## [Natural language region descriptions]
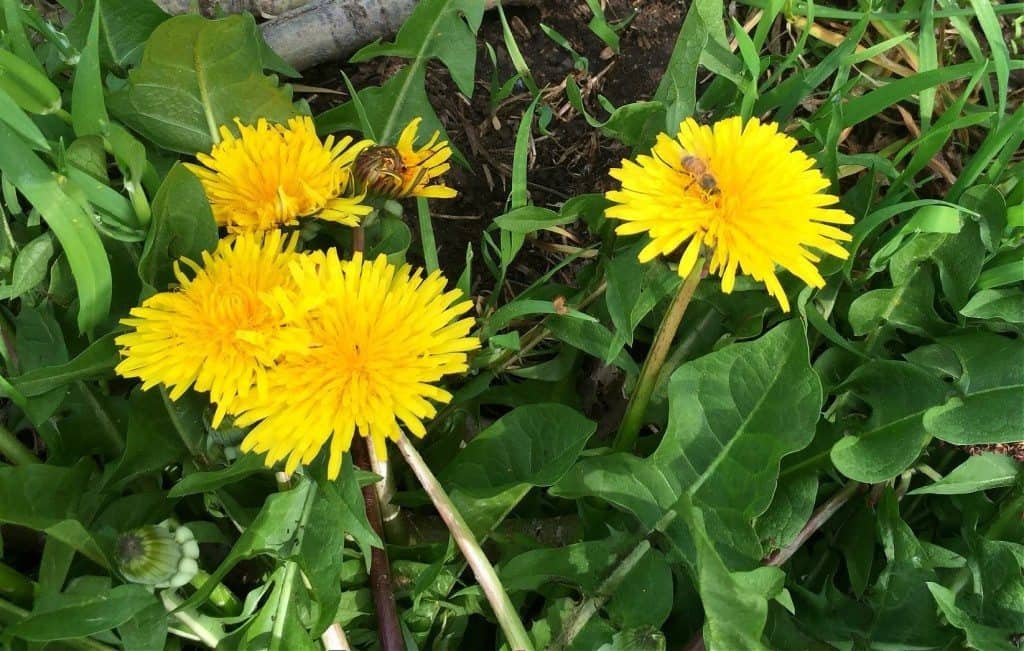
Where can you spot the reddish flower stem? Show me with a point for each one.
(381, 584)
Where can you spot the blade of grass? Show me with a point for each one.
(517, 60)
(870, 104)
(88, 112)
(928, 59)
(1004, 140)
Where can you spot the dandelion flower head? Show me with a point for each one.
(403, 170)
(218, 332)
(271, 174)
(743, 193)
(381, 337)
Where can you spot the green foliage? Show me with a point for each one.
(195, 77)
(847, 476)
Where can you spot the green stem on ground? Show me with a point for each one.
(507, 616)
(821, 515)
(207, 630)
(14, 449)
(589, 608)
(818, 518)
(633, 420)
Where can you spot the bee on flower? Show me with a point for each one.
(741, 194)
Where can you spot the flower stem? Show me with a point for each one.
(818, 518)
(394, 524)
(821, 515)
(381, 584)
(14, 449)
(334, 639)
(508, 619)
(633, 420)
(589, 608)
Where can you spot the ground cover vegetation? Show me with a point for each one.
(596, 324)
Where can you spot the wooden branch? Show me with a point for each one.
(306, 33)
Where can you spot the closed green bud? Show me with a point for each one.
(162, 555)
(30, 89)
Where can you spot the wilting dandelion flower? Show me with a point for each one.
(403, 170)
(217, 333)
(271, 174)
(741, 192)
(381, 336)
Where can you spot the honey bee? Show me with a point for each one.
(380, 168)
(698, 171)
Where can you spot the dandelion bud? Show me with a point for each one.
(162, 555)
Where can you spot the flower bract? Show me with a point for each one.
(271, 174)
(217, 332)
(740, 193)
(381, 337)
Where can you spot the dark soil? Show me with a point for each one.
(573, 159)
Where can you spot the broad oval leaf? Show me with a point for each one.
(532, 445)
(196, 76)
(892, 437)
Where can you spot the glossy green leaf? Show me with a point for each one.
(196, 76)
(1007, 305)
(83, 617)
(95, 361)
(211, 480)
(733, 415)
(888, 441)
(532, 445)
(125, 26)
(977, 473)
(988, 408)
(31, 267)
(978, 636)
(182, 227)
(47, 498)
(908, 307)
(436, 29)
(634, 291)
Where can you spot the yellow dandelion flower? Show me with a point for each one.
(402, 170)
(219, 332)
(381, 337)
(272, 174)
(742, 192)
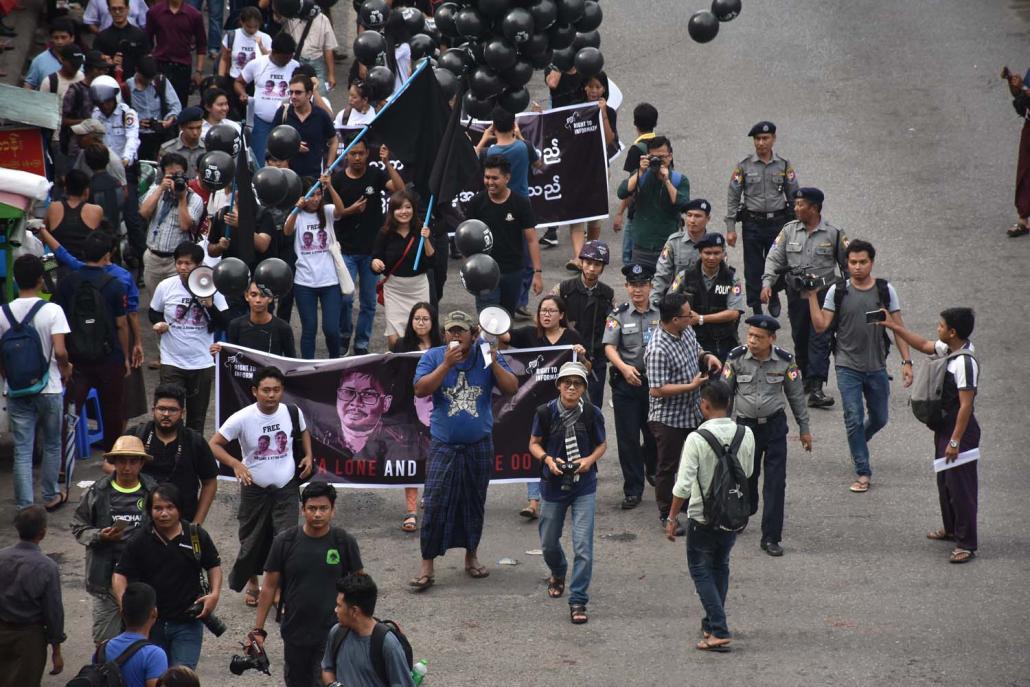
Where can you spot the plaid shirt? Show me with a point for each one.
(674, 361)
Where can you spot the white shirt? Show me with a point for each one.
(49, 320)
(266, 443)
(243, 48)
(314, 263)
(271, 84)
(186, 343)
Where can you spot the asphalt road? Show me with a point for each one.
(895, 110)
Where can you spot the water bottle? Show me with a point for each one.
(418, 672)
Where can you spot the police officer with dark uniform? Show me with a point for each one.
(817, 248)
(716, 297)
(763, 376)
(766, 182)
(627, 332)
(587, 303)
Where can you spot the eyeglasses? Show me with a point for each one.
(366, 397)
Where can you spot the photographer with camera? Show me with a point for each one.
(171, 555)
(807, 253)
(849, 313)
(568, 437)
(659, 195)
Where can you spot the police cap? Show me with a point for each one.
(637, 273)
(762, 128)
(766, 322)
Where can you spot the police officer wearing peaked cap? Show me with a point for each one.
(627, 331)
(763, 376)
(761, 190)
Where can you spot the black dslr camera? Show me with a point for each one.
(211, 621)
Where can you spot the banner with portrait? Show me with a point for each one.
(368, 430)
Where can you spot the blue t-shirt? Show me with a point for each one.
(147, 663)
(589, 435)
(462, 408)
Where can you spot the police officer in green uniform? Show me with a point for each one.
(817, 248)
(762, 376)
(627, 332)
(766, 183)
(716, 297)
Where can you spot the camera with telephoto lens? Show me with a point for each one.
(254, 658)
(211, 621)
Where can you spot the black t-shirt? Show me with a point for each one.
(184, 462)
(356, 234)
(507, 220)
(275, 337)
(169, 567)
(309, 569)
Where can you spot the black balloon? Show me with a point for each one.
(560, 36)
(480, 274)
(444, 19)
(270, 183)
(485, 82)
(477, 107)
(564, 59)
(591, 16)
(222, 137)
(232, 276)
(518, 75)
(370, 47)
(517, 26)
(589, 62)
(380, 82)
(725, 10)
(545, 13)
(702, 27)
(215, 169)
(274, 275)
(514, 100)
(421, 46)
(470, 23)
(284, 141)
(373, 13)
(473, 237)
(571, 10)
(499, 55)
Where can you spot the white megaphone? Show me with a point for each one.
(201, 281)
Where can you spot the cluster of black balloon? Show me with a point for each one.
(480, 273)
(704, 26)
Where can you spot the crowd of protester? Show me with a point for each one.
(691, 398)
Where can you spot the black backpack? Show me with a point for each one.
(92, 330)
(382, 628)
(727, 505)
(104, 673)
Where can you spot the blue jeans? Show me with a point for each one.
(552, 517)
(877, 389)
(307, 300)
(708, 558)
(44, 411)
(181, 641)
(365, 280)
(259, 139)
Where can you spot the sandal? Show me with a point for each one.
(410, 522)
(961, 556)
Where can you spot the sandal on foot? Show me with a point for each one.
(421, 583)
(961, 556)
(410, 522)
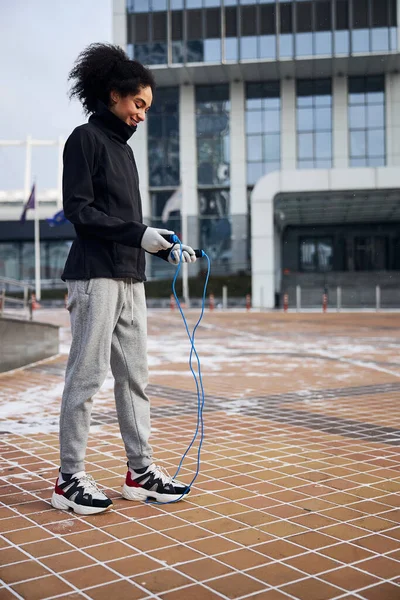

## [TASK BRIEF]
In the copy you write, the data above must appear exactly, with no pictures.

## [RESULT]
Where can you spot the reddish flower stem? Show me with a point for each one.
(381, 584)
Where can you spot the blade of grass? Show me with a point for each one.
(517, 60)
(870, 104)
(88, 112)
(928, 59)
(1004, 140)
Where can you spot the dandelion flower head? Show me with a point for each one.
(403, 170)
(218, 332)
(271, 174)
(743, 193)
(381, 337)
Where can you spot the green foliage? Show me with a point for each one.
(195, 77)
(847, 476)
Where can you spot the green stem on ground? Show me with a point for each one.
(507, 616)
(821, 515)
(207, 630)
(14, 449)
(589, 608)
(818, 518)
(633, 420)
Where can you spot the bee on flower? Show me with a point for each one.
(741, 194)
Where can you spot the flower stem? Show me with a point for each one.
(818, 518)
(394, 524)
(821, 515)
(381, 584)
(14, 449)
(334, 639)
(508, 619)
(633, 420)
(589, 608)
Where can you spot the ground cover vegetation? Show me with a point for each one.
(596, 324)
Where can you spot the wooden branch? Show me with a point for each one.
(306, 33)
Where can you spot the closed green bud? Show me with a point for each one.
(162, 555)
(30, 89)
Where can you spot the wilting dandelion flower? Show me with a point for each one.
(403, 170)
(217, 333)
(271, 174)
(741, 192)
(381, 336)
Where can you spot the honey bee? Show me with a point for each one.
(380, 168)
(698, 171)
Where can you spot the dandelion bud? Show me with a point for each one.
(162, 555)
Where can you spot the flower bract? Show me with a point for each one.
(271, 174)
(217, 332)
(740, 193)
(381, 337)
Where can you spot the dark soil? Show me with a point for each one.
(573, 159)
Where can you spot the broad oval leaf? Show me with a point for each one.
(532, 445)
(196, 76)
(892, 437)
Where can you spot the glossy green leaf? Show me with a point for each one.
(196, 76)
(1007, 305)
(83, 617)
(95, 361)
(211, 480)
(733, 415)
(888, 441)
(532, 445)
(125, 26)
(977, 473)
(988, 408)
(31, 267)
(978, 636)
(182, 227)
(47, 498)
(908, 307)
(436, 29)
(634, 291)
Where can you spot the yellow dandelion flower? Show me with a point for each one.
(402, 170)
(219, 332)
(381, 337)
(272, 174)
(742, 192)
Where can you spot the plaid shirt? Show me with a point for each one.
(674, 361)
Where can you spot the white shirt? Show me with a point for each one.
(49, 320)
(266, 443)
(243, 48)
(314, 263)
(271, 84)
(186, 343)
Where can you spot the asphalt road? Show me with a point for each one.
(895, 110)
Where can you spot the water bottle? Show me with a point for each one.
(418, 672)
Where can you spot the police officer with dark uniform? Show me with a point for each one.
(817, 248)
(716, 297)
(763, 376)
(766, 182)
(627, 332)
(587, 303)
Where can you spot the eyeglasses? Show me with a point for each one.
(366, 397)
Where can you spot the photographer with camera? Show me with a point for each one.
(171, 555)
(807, 253)
(849, 313)
(568, 437)
(659, 195)
Where can you spot the police cap? Show me with a point for each one.
(637, 273)
(762, 128)
(766, 322)
Where can you spot the police officer wearing peaked cap? Show me with a point for each one.
(627, 331)
(763, 376)
(761, 190)
Where can you spot the black dslr camera? Show me with a point for each one.
(211, 621)
Where can you spot the banner with portrait? Show me with a point for each one.
(368, 430)
Where can you spot the blue t-shirt? Show me with a point for each one.
(147, 663)
(589, 435)
(462, 408)
Where can you spot the police officer in green uniform? Show me with a point for each one.
(817, 248)
(762, 376)
(627, 332)
(766, 183)
(716, 297)
Where can you spot the camera with telephoto lens? Show me with a point for each one.
(254, 658)
(211, 621)
Where can you spot the black t-shirt? Show me with a point for each one.
(184, 462)
(356, 234)
(507, 220)
(275, 337)
(169, 567)
(309, 569)
Where can you spot the black balloon? Show me with a point for each one.
(560, 36)
(480, 274)
(444, 19)
(270, 183)
(485, 82)
(477, 107)
(564, 59)
(591, 16)
(222, 137)
(232, 276)
(518, 75)
(370, 47)
(517, 26)
(589, 62)
(380, 82)
(725, 10)
(545, 13)
(702, 27)
(215, 169)
(274, 275)
(514, 100)
(421, 46)
(470, 23)
(284, 141)
(373, 13)
(473, 237)
(571, 10)
(499, 55)
Where can you spot the white megaphone? Show me with a point for each one.
(201, 281)
Where can you spot the cluster of black balloon? Show me with a point for each one.
(480, 273)
(704, 26)
Where can you spot the crowd of protester? Show me with a point for each one.
(691, 398)
Where can you spot the black backpack? Show me with a point for each one.
(92, 330)
(382, 628)
(727, 505)
(104, 673)
Where can you spot the blue jeans? Show me with a point for each one.
(552, 517)
(877, 389)
(307, 300)
(708, 558)
(44, 411)
(181, 641)
(365, 280)
(259, 139)
Where can you spot the sandal? Show me with a point for each one.
(410, 522)
(961, 556)
Where can you spot the sandal on foot? Show me with a point for each one.
(421, 583)
(961, 556)
(410, 522)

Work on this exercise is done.